YOUR TASK => Please work out how many lines in the entries contain "below", then give that number with nothing added.
§
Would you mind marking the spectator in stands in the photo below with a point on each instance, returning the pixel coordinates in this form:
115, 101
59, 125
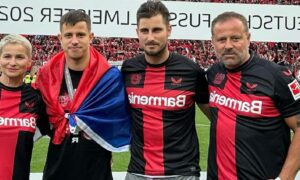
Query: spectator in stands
21, 111
86, 103
162, 88
254, 104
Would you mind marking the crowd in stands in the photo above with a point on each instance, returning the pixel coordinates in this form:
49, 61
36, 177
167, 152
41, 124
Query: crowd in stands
281, 2
119, 49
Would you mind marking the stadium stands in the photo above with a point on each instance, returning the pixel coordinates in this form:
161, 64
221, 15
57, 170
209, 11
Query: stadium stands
118, 49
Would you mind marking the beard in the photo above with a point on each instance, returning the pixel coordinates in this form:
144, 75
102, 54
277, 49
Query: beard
156, 53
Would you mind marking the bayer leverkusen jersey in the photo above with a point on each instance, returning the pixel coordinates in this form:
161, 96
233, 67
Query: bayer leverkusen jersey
249, 138
162, 99
21, 111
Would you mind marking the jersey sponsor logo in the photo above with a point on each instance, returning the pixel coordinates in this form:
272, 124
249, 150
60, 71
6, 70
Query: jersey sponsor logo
219, 77
287, 72
178, 101
18, 122
135, 79
254, 106
295, 89
176, 81
29, 105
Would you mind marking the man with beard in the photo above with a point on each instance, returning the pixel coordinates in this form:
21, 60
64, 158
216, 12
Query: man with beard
162, 88
253, 105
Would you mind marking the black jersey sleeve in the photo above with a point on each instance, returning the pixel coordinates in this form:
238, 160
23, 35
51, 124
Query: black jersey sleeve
287, 92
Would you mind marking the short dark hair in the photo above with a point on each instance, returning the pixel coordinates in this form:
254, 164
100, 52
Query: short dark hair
153, 8
229, 15
74, 16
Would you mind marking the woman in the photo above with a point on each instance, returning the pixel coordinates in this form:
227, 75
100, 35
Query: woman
21, 109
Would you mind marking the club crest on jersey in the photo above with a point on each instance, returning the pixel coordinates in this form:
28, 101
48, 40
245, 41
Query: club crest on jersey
295, 89
219, 77
135, 78
287, 72
251, 87
176, 81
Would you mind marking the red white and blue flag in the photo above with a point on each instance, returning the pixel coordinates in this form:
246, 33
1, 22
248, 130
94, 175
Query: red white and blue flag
99, 106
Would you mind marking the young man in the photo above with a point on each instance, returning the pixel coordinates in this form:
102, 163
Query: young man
162, 88
254, 103
21, 109
86, 103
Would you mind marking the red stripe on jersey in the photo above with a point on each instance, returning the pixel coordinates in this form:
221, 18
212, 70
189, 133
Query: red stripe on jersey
225, 147
153, 98
7, 153
230, 103
153, 125
10, 116
231, 99
153, 142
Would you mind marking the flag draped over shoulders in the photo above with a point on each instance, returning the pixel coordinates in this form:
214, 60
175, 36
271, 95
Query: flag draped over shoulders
99, 106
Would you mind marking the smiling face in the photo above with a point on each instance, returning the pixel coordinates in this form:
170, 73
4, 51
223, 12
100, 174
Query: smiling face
153, 36
231, 42
14, 62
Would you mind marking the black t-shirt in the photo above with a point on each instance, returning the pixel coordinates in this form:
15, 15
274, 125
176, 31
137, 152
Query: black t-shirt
21, 111
249, 138
76, 157
162, 99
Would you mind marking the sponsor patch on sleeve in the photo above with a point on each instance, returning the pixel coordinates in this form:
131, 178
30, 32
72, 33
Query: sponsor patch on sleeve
295, 89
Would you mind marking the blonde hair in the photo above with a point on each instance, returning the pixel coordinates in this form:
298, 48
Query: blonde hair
16, 39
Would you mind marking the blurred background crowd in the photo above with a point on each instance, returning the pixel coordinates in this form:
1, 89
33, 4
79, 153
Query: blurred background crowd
119, 49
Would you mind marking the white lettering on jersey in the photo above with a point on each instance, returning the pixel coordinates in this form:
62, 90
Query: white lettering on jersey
178, 101
295, 89
18, 122
238, 105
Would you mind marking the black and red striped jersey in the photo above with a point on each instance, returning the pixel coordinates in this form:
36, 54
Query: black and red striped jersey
21, 111
162, 99
249, 138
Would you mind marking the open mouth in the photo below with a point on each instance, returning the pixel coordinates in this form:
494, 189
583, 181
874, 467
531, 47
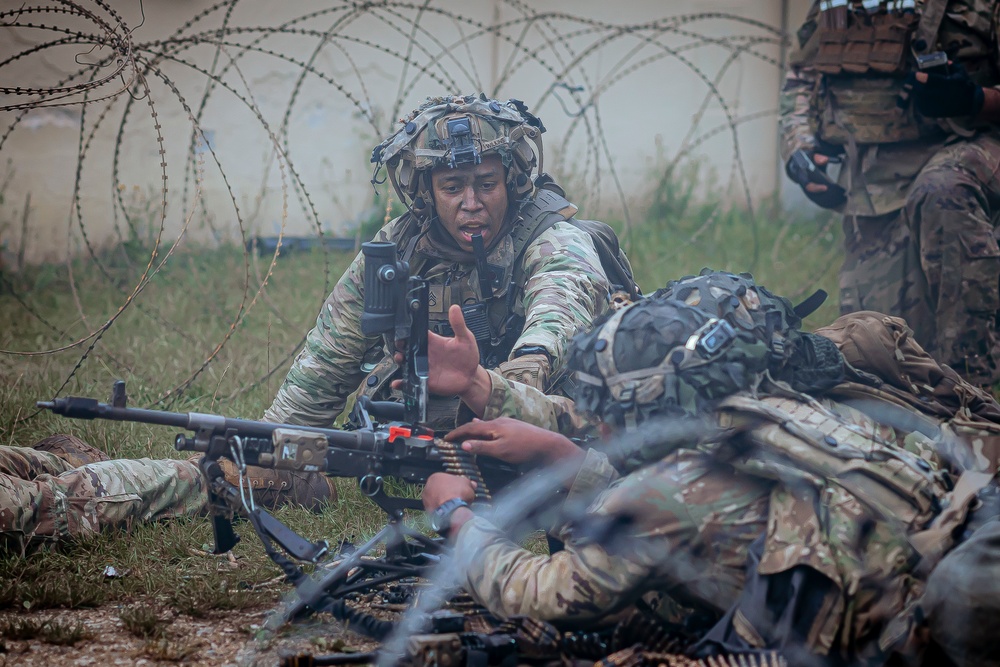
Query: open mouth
468, 231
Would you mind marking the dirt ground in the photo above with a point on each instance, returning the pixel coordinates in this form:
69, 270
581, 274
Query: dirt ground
225, 638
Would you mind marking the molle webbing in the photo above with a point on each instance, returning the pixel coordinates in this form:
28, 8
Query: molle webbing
814, 445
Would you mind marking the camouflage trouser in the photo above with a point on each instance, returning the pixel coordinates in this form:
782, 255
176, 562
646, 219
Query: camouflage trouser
43, 498
936, 262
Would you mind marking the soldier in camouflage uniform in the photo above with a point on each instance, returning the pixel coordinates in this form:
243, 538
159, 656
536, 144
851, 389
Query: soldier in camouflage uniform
801, 524
920, 154
463, 166
49, 494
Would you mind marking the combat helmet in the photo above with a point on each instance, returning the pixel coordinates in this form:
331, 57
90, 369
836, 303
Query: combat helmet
806, 361
661, 357
455, 131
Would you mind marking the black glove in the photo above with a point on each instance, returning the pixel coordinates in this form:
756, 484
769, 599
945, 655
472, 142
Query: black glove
803, 170
951, 95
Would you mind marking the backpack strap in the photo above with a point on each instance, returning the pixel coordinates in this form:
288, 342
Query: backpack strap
931, 15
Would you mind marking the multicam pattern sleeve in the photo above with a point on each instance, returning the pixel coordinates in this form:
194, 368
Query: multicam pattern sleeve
521, 401
566, 289
328, 368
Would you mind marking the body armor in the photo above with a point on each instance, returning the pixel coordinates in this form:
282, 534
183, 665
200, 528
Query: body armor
864, 52
497, 322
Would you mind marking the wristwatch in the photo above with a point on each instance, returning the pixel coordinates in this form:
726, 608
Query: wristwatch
440, 519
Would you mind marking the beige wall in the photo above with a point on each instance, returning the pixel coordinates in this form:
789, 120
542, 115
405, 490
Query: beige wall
646, 74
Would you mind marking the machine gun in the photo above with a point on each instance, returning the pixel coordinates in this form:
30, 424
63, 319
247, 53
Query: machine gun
402, 447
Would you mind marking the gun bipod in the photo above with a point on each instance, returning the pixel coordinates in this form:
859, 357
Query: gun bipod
407, 554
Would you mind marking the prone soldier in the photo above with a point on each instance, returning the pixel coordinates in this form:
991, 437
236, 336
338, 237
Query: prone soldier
779, 513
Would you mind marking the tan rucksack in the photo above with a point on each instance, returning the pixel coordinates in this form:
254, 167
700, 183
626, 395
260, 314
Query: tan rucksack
905, 375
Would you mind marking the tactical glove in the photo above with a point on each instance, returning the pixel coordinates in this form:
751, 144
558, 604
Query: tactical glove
951, 95
802, 169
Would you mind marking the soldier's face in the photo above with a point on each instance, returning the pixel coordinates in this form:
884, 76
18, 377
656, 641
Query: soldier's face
471, 199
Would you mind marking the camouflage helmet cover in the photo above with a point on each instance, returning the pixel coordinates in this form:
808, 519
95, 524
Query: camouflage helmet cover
662, 357
455, 130
746, 305
806, 361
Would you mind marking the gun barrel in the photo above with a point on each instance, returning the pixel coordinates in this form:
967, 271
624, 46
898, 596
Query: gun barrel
77, 407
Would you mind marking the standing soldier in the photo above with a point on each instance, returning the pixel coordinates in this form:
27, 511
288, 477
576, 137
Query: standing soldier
902, 92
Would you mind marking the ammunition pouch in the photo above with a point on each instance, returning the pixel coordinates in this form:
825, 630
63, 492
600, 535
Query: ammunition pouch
868, 110
865, 43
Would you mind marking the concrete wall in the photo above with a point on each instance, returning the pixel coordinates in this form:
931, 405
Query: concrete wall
625, 88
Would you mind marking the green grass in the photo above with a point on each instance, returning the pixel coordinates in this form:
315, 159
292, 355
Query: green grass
166, 346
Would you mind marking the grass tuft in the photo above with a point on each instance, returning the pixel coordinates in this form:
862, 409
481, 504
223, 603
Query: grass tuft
143, 622
54, 631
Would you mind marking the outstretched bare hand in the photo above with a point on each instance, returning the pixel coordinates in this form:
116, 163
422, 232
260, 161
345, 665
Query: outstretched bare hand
514, 441
453, 364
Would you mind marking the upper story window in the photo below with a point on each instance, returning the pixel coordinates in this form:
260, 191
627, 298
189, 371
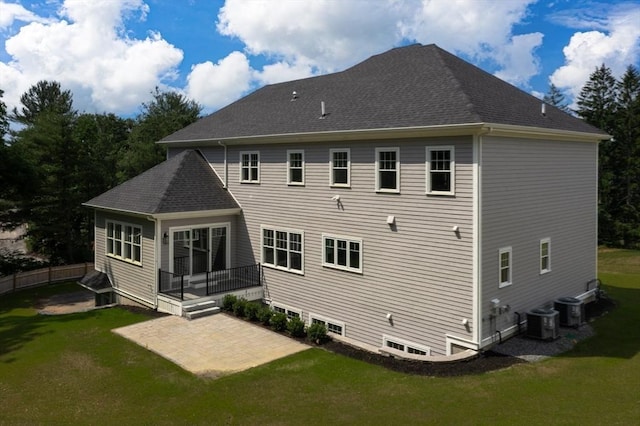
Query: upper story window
340, 165
295, 167
388, 169
282, 249
505, 267
124, 241
342, 253
441, 170
250, 167
545, 255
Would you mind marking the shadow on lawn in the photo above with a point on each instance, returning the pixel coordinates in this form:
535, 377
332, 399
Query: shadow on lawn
616, 326
19, 321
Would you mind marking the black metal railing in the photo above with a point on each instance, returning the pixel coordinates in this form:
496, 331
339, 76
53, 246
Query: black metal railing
171, 284
234, 279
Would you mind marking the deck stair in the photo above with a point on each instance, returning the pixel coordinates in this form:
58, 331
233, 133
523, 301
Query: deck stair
200, 309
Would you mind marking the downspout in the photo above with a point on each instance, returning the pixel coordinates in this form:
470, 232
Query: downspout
224, 184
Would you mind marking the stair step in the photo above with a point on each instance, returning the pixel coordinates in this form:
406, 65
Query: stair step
202, 312
199, 306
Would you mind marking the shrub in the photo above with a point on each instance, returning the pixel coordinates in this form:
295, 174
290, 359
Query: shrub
239, 308
317, 332
279, 321
264, 315
228, 302
251, 311
295, 327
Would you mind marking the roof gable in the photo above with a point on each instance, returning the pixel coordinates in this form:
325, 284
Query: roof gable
413, 86
183, 183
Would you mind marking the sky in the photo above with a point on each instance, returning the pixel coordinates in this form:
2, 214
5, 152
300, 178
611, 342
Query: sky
111, 54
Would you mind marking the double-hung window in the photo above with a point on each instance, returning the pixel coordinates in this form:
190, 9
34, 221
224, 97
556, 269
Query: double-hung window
388, 169
282, 249
505, 266
124, 241
340, 167
545, 255
342, 253
250, 167
295, 167
441, 167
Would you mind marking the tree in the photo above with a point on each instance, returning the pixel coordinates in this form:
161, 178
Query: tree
556, 98
165, 114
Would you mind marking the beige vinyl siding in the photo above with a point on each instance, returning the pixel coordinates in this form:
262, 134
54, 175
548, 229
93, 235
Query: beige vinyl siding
419, 270
531, 190
137, 281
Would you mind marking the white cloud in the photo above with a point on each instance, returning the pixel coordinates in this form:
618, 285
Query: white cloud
10, 12
87, 50
215, 85
617, 48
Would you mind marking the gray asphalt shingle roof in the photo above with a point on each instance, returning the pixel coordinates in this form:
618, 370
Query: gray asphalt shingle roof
184, 183
411, 86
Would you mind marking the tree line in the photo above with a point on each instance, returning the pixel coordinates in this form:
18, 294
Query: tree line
59, 158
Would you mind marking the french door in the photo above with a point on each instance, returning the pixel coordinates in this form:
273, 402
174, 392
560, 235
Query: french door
197, 250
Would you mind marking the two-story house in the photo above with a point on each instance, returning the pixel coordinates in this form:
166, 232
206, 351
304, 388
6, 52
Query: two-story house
413, 203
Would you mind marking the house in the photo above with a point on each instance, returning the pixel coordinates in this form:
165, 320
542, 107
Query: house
413, 203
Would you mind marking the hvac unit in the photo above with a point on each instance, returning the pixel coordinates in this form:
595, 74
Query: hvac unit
571, 311
543, 324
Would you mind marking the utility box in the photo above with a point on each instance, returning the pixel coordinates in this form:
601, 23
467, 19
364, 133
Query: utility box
543, 324
571, 311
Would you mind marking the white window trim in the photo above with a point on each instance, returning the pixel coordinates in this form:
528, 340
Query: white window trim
452, 171
348, 240
288, 309
249, 153
510, 280
331, 175
407, 344
122, 241
548, 242
288, 231
289, 181
328, 321
387, 190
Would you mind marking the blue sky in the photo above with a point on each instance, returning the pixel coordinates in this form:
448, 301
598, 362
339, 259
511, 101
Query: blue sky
112, 53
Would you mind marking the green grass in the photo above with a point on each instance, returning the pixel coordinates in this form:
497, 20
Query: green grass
72, 369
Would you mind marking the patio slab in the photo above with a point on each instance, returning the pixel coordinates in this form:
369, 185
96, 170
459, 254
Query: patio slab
213, 346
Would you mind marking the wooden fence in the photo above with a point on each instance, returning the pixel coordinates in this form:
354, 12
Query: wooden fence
43, 276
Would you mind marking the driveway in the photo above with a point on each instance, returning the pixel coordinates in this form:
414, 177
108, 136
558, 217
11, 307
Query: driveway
213, 346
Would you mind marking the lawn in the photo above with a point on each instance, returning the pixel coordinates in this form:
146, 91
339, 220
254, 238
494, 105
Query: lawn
71, 369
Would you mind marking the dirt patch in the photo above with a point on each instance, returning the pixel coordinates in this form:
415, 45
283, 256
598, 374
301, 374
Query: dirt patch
68, 303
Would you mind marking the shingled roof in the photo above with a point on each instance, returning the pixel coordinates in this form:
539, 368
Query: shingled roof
184, 183
413, 86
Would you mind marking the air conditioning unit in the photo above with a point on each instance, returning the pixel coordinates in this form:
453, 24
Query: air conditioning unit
543, 324
571, 311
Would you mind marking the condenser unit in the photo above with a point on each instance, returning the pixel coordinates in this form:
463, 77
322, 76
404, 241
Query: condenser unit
571, 311
543, 324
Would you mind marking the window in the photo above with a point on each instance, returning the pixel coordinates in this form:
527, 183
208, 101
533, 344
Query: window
340, 165
295, 167
387, 170
505, 266
290, 312
250, 167
405, 346
545, 255
342, 253
282, 249
124, 241
334, 327
440, 170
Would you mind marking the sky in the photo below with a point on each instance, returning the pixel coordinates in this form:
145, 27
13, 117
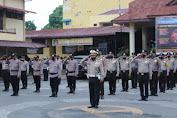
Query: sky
43, 8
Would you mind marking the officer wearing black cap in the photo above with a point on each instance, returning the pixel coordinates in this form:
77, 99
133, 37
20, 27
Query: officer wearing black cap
37, 73
15, 73
5, 73
55, 74
72, 72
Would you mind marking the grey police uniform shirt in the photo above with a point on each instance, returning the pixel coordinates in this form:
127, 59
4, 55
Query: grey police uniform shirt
111, 65
37, 68
163, 66
25, 66
93, 68
154, 64
5, 65
72, 67
125, 65
15, 67
171, 64
54, 68
144, 66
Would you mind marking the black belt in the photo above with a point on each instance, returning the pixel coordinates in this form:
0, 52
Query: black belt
53, 73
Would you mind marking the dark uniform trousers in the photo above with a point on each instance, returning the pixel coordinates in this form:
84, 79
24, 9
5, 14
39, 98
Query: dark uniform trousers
37, 80
24, 79
72, 83
124, 76
46, 73
112, 81
134, 77
15, 84
170, 80
162, 81
6, 78
154, 83
143, 80
94, 89
54, 83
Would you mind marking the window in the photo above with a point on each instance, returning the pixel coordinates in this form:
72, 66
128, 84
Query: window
1, 20
67, 23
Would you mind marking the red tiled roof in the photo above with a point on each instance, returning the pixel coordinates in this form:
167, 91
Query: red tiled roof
143, 9
4, 43
114, 11
75, 32
16, 9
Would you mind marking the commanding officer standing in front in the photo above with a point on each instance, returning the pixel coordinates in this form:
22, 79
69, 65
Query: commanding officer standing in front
145, 74
94, 67
5, 73
111, 71
15, 73
24, 72
55, 74
37, 73
72, 70
125, 71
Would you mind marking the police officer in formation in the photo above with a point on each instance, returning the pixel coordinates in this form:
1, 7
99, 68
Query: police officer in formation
94, 67
72, 72
55, 74
24, 72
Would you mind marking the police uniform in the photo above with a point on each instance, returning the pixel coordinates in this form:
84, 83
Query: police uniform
145, 72
55, 75
125, 70
37, 72
5, 74
163, 71
154, 81
94, 67
15, 72
45, 70
170, 78
111, 69
24, 72
72, 70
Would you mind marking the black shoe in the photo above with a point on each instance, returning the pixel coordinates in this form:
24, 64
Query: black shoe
91, 106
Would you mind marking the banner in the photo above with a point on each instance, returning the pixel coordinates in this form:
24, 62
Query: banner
72, 42
166, 34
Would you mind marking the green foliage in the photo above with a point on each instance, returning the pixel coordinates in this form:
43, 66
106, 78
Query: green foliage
55, 19
29, 25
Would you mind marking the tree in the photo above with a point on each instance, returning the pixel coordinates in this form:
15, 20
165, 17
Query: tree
29, 25
55, 19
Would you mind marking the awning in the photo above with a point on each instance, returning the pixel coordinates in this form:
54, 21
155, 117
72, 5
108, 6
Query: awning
21, 44
66, 20
16, 9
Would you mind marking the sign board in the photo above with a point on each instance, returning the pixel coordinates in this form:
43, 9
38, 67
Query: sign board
166, 34
72, 42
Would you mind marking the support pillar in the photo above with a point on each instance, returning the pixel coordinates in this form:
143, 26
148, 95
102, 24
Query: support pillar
144, 38
132, 38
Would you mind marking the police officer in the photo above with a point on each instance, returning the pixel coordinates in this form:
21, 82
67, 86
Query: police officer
154, 81
15, 73
72, 70
94, 67
111, 71
5, 73
170, 78
134, 70
163, 72
37, 73
45, 69
101, 59
55, 74
24, 72
125, 71
144, 75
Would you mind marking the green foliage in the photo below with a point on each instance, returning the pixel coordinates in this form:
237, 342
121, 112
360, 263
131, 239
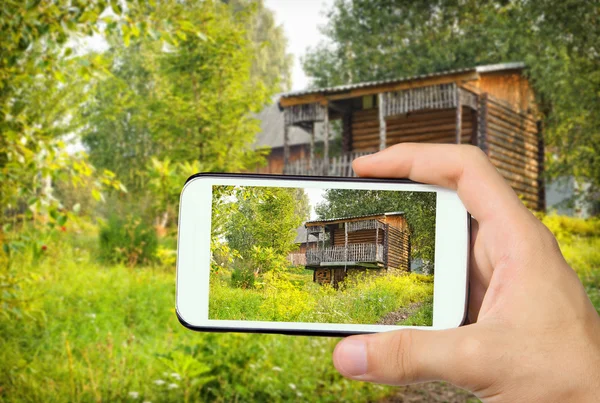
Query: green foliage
128, 240
242, 277
558, 40
362, 299
262, 221
188, 102
103, 332
418, 207
579, 242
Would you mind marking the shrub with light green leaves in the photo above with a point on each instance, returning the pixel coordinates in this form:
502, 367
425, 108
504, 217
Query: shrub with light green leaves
130, 241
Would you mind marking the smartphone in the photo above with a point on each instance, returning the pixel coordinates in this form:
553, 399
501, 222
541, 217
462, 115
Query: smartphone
327, 256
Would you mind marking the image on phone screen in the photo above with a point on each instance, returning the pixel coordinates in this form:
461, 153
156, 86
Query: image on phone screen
322, 255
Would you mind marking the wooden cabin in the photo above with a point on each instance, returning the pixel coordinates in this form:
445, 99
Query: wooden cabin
377, 242
492, 107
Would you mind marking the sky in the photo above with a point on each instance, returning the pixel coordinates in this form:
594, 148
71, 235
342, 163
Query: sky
301, 20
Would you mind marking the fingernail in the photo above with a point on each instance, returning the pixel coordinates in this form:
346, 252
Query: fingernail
351, 357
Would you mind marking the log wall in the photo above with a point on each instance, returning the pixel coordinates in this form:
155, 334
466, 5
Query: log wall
513, 146
430, 126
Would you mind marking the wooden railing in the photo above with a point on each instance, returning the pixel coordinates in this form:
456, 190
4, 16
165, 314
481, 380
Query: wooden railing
361, 252
297, 259
337, 166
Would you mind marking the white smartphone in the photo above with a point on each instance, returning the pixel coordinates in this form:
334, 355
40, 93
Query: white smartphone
320, 255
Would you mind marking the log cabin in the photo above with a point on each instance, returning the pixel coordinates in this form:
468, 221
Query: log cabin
375, 243
492, 107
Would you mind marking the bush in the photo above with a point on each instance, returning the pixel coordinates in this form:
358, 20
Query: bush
242, 278
128, 241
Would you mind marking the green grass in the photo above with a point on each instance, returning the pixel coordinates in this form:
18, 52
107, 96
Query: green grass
81, 331
89, 332
362, 299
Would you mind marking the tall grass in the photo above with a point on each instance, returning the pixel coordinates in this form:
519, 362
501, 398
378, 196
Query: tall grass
362, 299
82, 331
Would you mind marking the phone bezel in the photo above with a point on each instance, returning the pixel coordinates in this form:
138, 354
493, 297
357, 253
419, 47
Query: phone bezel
450, 297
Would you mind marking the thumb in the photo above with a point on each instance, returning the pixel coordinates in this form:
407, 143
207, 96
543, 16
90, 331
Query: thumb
409, 356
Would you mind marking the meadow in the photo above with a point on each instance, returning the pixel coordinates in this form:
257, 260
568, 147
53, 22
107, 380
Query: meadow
74, 329
294, 297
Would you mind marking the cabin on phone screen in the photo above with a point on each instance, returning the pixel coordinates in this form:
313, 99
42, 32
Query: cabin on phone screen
491, 107
373, 243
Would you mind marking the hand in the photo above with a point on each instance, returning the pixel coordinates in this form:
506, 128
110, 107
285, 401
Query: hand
534, 334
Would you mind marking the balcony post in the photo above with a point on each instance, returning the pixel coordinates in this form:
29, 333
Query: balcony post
311, 161
286, 145
326, 141
382, 126
345, 246
458, 102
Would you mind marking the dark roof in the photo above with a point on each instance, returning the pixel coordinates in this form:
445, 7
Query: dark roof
489, 68
354, 217
271, 129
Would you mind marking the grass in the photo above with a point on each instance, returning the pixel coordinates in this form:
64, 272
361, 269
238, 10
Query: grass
362, 299
81, 331
90, 332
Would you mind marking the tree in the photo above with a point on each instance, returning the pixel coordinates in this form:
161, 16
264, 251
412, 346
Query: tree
192, 101
265, 217
34, 106
558, 41
418, 207
271, 64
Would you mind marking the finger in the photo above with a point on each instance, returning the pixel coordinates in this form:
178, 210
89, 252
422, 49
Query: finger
463, 168
410, 356
480, 274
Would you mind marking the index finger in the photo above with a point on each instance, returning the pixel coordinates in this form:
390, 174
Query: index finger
463, 168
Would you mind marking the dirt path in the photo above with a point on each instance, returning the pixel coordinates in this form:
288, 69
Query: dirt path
394, 317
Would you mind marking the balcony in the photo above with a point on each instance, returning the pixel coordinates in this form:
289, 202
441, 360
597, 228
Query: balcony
341, 255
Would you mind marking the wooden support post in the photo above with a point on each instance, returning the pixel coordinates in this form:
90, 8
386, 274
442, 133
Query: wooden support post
286, 145
382, 128
474, 128
541, 151
347, 132
482, 124
345, 246
311, 161
326, 142
458, 101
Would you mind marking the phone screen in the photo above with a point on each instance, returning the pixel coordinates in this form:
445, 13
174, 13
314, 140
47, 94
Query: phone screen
319, 255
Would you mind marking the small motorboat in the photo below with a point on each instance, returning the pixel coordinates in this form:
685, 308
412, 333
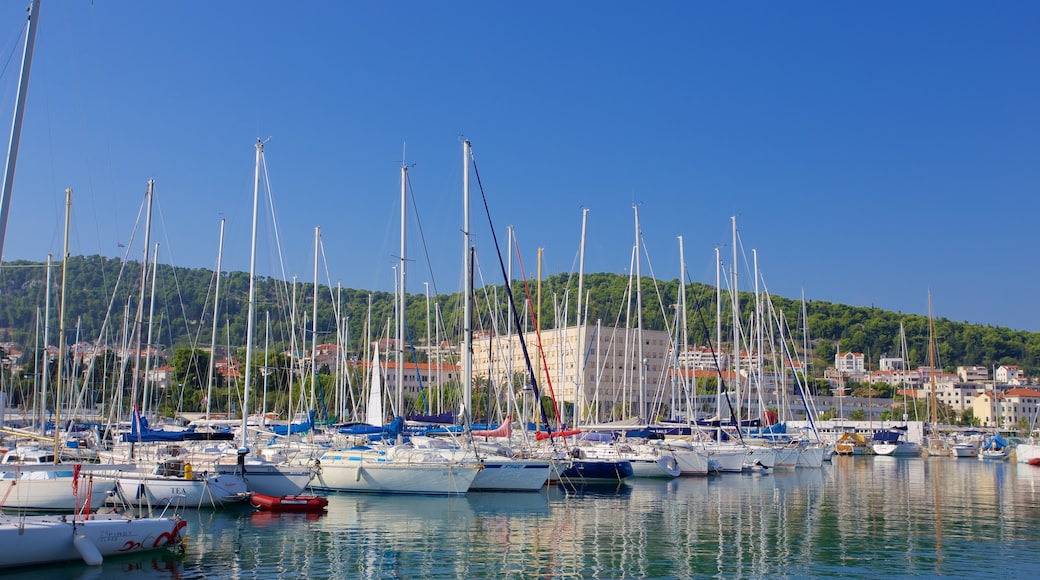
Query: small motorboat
289, 503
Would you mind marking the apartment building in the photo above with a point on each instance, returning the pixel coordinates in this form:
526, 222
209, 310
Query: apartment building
607, 358
1006, 410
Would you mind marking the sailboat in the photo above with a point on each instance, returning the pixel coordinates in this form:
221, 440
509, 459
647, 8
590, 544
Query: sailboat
400, 467
262, 476
164, 473
893, 441
937, 444
76, 533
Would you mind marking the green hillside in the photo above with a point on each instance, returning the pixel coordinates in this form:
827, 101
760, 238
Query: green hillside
101, 289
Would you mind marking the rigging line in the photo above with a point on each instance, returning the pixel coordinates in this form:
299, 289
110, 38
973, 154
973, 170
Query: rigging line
177, 283
722, 379
538, 333
422, 235
509, 292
§
EXERCISE RESULT => 6